▶ [Written task]: List each line of the items below that contains the string "round". Case counts.

▶ [Entries supplied]:
[start]
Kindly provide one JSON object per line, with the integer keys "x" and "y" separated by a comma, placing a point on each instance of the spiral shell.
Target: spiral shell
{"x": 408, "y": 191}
[end]
[start]
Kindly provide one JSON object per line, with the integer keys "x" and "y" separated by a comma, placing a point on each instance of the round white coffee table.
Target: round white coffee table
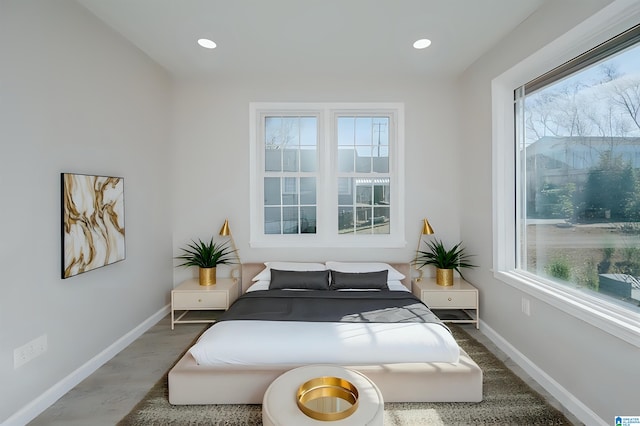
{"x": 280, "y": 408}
[end]
[start]
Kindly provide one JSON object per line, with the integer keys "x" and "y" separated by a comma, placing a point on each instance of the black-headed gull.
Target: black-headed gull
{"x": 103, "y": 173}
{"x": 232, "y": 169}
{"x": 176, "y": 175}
[end]
▶ [Task output]:
Kindly provide one JSON object per line, with the integer keys "x" and "y" separated by a comma, placing a point on each instance of the round white coffee table.
Target: round white coffee table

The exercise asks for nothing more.